■ **SOURCE EXTRACT**

# If you have sold your items



## KentishTT (Jun 28, 2007)

Can you please mark them as SOLD at the earliest opportunity.

I wish I had a quid for everytime I commit to a purchase and never hear anythng back from the seller.

If you mark the item/s as SOLD you will also not keep getting PM's about them when they have gone so, it's a win/win situation :wink:

Thank you!

Perhaps make this a sticky Kev, Jae?


----------



## Nilesong (Jan 19, 2009)

Good call! :idea: 
Don't know why we didn't think of that before! Saves you even looking at the ad.


----------



## kmpowell (May 6, 2002)

KentishTT said:


> Perhaps make this a sticky Kev, Jae?


It's been part of the rules for as long as I can remember. Unfortunately people choose to ignore it.


----------



## KammyTT (Jun 28, 2006)

dont get me started on the for sale section :x

i saw an item today for some spacers an was going to post a reply but fergot that i wasnt allowed to so thought bugger sending a pm :evil: i couldnt be arsed as i didntg know how many other people has maybe sent pm`s.


----------



## KentishTT (Jun 28, 2007)

Why did this get moved to where nobody selling stuff will read it :? 
Could it be made a sticky in the for sale sections?

I know it's in the T&C's but who ever really reads those?


----------

■ **EXTRACTED DATA**
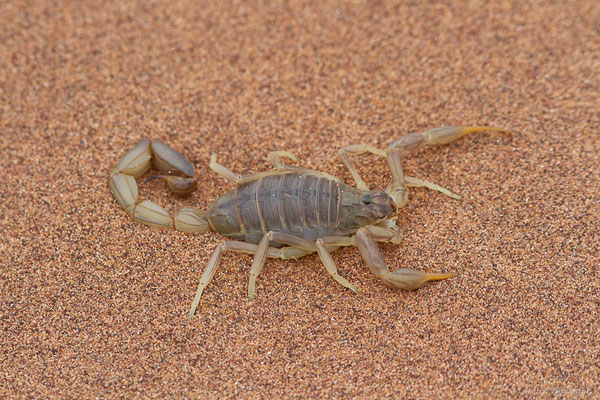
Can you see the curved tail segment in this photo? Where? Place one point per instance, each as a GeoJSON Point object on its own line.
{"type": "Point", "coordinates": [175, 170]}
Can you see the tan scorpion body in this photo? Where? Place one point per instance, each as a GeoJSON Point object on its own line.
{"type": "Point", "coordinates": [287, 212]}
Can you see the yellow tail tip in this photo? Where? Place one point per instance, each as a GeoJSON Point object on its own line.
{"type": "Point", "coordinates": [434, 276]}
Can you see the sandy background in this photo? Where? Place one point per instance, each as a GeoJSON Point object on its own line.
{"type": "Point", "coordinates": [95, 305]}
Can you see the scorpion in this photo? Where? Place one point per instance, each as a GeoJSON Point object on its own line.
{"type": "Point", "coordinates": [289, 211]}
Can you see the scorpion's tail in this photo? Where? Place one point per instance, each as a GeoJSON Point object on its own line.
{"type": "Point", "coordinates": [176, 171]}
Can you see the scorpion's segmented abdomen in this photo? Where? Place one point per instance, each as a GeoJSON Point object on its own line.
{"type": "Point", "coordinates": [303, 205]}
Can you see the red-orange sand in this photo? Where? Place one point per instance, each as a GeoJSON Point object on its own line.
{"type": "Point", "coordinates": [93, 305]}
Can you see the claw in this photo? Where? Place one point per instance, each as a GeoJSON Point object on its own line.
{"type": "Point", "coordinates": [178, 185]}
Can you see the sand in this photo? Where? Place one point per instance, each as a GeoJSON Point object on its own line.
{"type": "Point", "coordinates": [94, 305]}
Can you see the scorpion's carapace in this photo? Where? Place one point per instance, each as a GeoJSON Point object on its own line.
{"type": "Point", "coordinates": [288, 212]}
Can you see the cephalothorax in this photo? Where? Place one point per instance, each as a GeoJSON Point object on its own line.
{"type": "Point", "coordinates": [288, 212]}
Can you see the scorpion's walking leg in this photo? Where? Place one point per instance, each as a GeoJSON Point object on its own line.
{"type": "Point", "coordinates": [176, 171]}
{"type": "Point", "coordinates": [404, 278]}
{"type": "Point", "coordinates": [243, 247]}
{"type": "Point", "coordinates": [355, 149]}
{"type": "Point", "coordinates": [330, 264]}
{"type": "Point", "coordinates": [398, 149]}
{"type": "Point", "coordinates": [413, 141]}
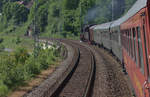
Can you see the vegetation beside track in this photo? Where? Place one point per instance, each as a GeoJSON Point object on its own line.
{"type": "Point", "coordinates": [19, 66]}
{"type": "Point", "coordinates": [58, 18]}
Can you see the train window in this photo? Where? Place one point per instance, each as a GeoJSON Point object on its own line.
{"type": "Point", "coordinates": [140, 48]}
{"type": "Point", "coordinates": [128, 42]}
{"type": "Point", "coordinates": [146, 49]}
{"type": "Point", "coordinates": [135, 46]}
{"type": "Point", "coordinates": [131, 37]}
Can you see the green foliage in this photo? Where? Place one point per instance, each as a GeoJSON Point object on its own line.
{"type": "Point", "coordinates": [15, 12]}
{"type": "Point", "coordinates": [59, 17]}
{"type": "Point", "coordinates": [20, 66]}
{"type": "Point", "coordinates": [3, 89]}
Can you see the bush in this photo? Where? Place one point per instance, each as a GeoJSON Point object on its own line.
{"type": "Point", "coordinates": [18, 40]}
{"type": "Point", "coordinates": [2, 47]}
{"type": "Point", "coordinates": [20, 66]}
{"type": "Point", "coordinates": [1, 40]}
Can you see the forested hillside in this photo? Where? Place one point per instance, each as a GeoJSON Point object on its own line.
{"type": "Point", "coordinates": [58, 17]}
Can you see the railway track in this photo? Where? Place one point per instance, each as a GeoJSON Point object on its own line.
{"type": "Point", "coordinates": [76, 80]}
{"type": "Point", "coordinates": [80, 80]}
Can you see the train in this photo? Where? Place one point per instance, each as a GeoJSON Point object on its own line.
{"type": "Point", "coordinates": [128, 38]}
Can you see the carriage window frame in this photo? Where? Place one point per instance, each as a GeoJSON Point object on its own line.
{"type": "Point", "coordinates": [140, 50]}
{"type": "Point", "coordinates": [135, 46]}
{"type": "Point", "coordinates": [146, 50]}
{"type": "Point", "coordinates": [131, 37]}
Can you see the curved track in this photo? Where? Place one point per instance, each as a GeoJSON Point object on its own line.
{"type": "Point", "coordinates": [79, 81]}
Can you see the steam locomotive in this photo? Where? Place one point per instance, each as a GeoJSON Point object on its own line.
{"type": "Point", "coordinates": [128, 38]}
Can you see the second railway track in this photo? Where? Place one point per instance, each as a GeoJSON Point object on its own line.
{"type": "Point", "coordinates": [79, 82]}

■ **SET EXERCISE**
Reproduce the forum thread on marking sold items as SOLD word for word from "Can you please" to "from the seller.".

■ **EXERCISE RESPONSE**
Can you please mark them as SOLD at the earliest opportunity.

I wish I had a quid for everytime I commit to a purchase and never hear anythng back from the seller.